■ Complete the following:
**a.** Return the passage of the SlavePools documentation starting at "Using a standard" and ending at "SlavePools.next_slave! if slaves?", word for word.
**b.** Extend the SlavePools documentation beyond its last line.

■ Selected extract:
========
SlavePools

Easy Single Master/ Multiple Slave Setup for use in Ruby/Rails projects

SlavePools builds a base layer of master/slave query splitting, by overwriting ActiveRecord’s connection (with connection_proxy). With this in place, you can easily add a second layer of traffic splitting, by wrapping requests in the provided helper methods (examples below), and have a manageable master/slave solution for a standard rails application

Overview

Sends only whitelisted SELECT-type queries to the Slaves
Sends all other queries to the Master
Works with query caching and transactions
Easy to separate types of read traffic into different collections of slaves (e.g. separating admin and user traffic)
Minimalist approach
- doesn’t include sharding
- doesn’t create a new ActiveRecord adapter
- doesn’t weight slave db’s
- Builds onto a standard database.yml file (gem doesn’t initialize if no slaves are specified)
- doesn’t switch slaves on its own (the user specifies when to switch in their code)

The SlavePools GEM started as a fork of Maximilian Sch303266fmann’s github.com/schoefmax/multi_db The MultiDB gem was inspired by Rick Olson’s “masochism”-Plugin

Usage

Toggle to next slave:

SlavePools.next_slave!

Specify a different slave pool than the default:

SlavePools.with_pool('other_pool') { #do stuff }

Specifically use the master for a call:

SlavePools.with_master { #do stuff }

Determine if there are slaves:

SlavePools.active?

The gem, by default, sends writes and reads to the master and slave databases, respectfully. But in your app, if you write to the master during a request, you will probably want to read from the master in that request as well, in case there is replication. You will also probably want to read from the master on the next request (after a write to the master) to cover redirects.

Using a standard rails application setup, you can achieve this by adding these example methods to your application controller (some of these may be folded in the gem, but leaving out for now):

class ApplicationController < ActionController::Base

  around_filter   :stick_to_master_for_updates
  around_filter   :use_master_for_redirect #goes with above
  after_filter    :switch_to_next_slave

  def switch_to_next_slave
    SlavePools.next_slave! if slaves?
========
■ Data records:
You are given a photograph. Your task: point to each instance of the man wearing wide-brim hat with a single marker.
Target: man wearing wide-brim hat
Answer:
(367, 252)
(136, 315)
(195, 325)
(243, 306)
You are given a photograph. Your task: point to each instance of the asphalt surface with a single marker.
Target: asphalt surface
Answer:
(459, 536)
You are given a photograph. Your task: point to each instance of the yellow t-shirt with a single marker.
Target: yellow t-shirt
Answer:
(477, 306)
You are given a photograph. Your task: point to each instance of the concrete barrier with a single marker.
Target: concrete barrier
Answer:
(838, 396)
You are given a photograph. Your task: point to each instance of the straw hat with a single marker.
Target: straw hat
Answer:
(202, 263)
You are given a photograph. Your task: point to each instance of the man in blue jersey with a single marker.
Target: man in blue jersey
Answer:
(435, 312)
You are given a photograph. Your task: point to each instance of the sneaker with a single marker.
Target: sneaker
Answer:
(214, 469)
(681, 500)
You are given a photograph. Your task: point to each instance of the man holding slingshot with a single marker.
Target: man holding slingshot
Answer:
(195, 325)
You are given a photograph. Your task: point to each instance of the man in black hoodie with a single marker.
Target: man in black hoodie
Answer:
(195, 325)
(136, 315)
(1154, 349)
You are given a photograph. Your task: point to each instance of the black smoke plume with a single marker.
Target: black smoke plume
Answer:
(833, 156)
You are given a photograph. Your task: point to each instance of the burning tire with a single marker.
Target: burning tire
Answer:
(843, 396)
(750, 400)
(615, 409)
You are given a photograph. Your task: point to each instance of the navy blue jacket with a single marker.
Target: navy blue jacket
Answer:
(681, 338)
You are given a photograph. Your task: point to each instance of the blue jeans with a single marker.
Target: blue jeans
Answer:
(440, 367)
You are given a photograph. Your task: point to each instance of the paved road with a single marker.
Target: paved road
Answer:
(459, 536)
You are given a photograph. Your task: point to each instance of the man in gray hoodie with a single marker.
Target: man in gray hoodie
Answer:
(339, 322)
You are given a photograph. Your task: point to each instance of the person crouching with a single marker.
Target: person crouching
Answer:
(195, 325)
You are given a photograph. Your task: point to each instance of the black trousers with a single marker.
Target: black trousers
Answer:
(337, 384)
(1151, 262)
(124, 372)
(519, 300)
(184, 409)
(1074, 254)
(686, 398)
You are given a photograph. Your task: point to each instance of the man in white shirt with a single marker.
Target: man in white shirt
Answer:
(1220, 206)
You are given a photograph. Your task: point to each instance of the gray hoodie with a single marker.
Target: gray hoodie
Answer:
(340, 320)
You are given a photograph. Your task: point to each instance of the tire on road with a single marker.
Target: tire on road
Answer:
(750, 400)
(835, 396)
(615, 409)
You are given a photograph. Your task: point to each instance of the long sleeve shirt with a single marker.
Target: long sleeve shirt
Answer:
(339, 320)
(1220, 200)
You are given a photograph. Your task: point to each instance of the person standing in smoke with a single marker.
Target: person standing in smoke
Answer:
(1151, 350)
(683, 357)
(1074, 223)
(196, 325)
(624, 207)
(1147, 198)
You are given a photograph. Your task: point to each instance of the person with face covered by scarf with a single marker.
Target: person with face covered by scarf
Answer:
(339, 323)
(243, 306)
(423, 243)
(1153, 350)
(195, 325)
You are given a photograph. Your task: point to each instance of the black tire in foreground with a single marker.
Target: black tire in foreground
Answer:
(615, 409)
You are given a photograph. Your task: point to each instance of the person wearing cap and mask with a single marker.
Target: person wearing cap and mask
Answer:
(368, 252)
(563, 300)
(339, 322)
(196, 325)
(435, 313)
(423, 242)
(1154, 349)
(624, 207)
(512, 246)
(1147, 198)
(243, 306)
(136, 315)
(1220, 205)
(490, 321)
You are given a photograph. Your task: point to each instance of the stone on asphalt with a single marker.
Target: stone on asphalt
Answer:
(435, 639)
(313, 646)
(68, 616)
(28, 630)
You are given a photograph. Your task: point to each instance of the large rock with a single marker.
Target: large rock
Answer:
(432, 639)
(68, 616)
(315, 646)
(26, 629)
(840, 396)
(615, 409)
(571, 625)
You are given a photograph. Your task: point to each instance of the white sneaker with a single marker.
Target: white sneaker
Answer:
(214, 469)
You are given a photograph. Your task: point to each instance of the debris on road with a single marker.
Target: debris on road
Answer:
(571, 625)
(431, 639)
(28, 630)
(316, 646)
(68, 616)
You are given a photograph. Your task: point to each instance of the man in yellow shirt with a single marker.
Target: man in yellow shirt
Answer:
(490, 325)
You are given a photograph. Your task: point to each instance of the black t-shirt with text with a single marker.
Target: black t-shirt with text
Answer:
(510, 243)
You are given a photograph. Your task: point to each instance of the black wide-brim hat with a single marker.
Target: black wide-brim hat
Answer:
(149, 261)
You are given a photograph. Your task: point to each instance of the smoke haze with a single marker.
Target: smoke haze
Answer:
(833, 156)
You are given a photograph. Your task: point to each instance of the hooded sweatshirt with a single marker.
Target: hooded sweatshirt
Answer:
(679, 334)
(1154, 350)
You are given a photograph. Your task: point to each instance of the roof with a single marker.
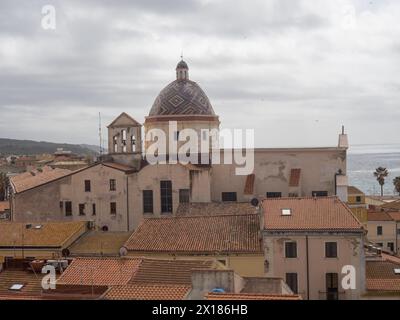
========
■ Answers to each task:
**a.**
Using a standard rails application setup, you can achieve this by adding these example methods to your application controller (some of these may be folded in the gem, but leaving out for now):

class ApplicationController < ActionController::Base

  around_filter   :stick_to_master_for_updates
  around_filter   :use_master_for_redirect #goes with above
  after_filter    :switch_to_next_slave

  def switch_to_next_slave
    SlavePools.next_slave! if slaves?

**b.**
  end

  def use_admin_slave_pool
    SlavePools.with_pool('admin') { yield } if slaves?
  end

  def stick_to_master_for_updates
    if slaves? && (request.post? || request.put? || request.delete?)
      SlavePools.with_master { yield }
      session[:stick_to_master] = 1
    else
      yield
    end
  end

  def use_master_for_redirect
    if slaves? && session[:stick_to_master]
      session[:stick_to_master] = nil
      SlavePools.with_master { yield }
    else
      yield
    end
  end

  def use_master
    if slaves?
      SlavePools.with_master { yield }
      session[:stick_to_master] = 1
    else
      yield
    end
  end

  def slaves?
    SlavePools.active?
  end
end

For other cases where you use the master for writes, you should wrap the request in a ‘use_master’ block

class PostsController < ApplicationController
  around_filter :use_master, :only=>:index

  def index
    Activity.create()
    # index is a GET call, but we've decided to record something, so we want to wrap it in a use_master block
  end
end

works with activerecord 3.2.12 (not tested with Rails 2)

Install

Add to your Gemfile

gem 'slave_pools'

Setup

slave_pools identifies slave databases by looking for entries of the form “<environment>pool<pool_name>name<db_name>”.

In your database.yml, add sections for the slaves, e.g.:

development: # that would be the master
  adapter: mysql
  database: myapp_production
  username: root
  password:
  host: localhost

development_pool_default_name_slave1: # that would be a slave named 'slave1' in the 'default' pool
  adapter: mysql
  database: slave_db1
  username: root
  password:
  host: 10.0.0.2

development_pool_default_name_slave2: # that would be a slave named 'slave2' in the 'default' pool
  ...
development_pool_admin_name_slave1: # that would be a slave named 'slave1' in the 'admin' pool (db names can be reused across pools)
  ...
development_pool_admin_name_another_slave: # that would be a slave named 'another_slave' in the 'admin' pool

This also creates an abstract classes named SlavePools::DefaultDb1 for each db of the form SlavePools::<PoolName><DbName>etc. If no slaves are specified, the SlavePools setup does not run, and the development DB would be used as normal.

For development testing, I recommend creating a read-only mysql user and just point all of your slave DB’s to the your development DB using the read-only user.

The Default SlavePool will be used for all requests, so you should name on of the pools ‘default’ (if there isn’t a ‘default’ slave_pool, the first slave_pool specified becomes the default)

To enable the proxy globally, add this to a config/initializers:

SlavePools.setup!

If you only want to enable it for specific environments, add this to the corresponding file in config/environments:

config.after_initialize do
  SlavePools.setup!
end

Using with Phusion Passenger

(this is a note from MultiDB gem and has not been verified)

With Passengers smart spawning method, child processes forked by the ApplicationSpawner won’t have the connection proxy set up properly (this is a note from ).

To make it work, add this to your environment.rb or an initializer script (e.g. config/initializers/connection_proxy.rb):

if defined?(PhusionPassenger)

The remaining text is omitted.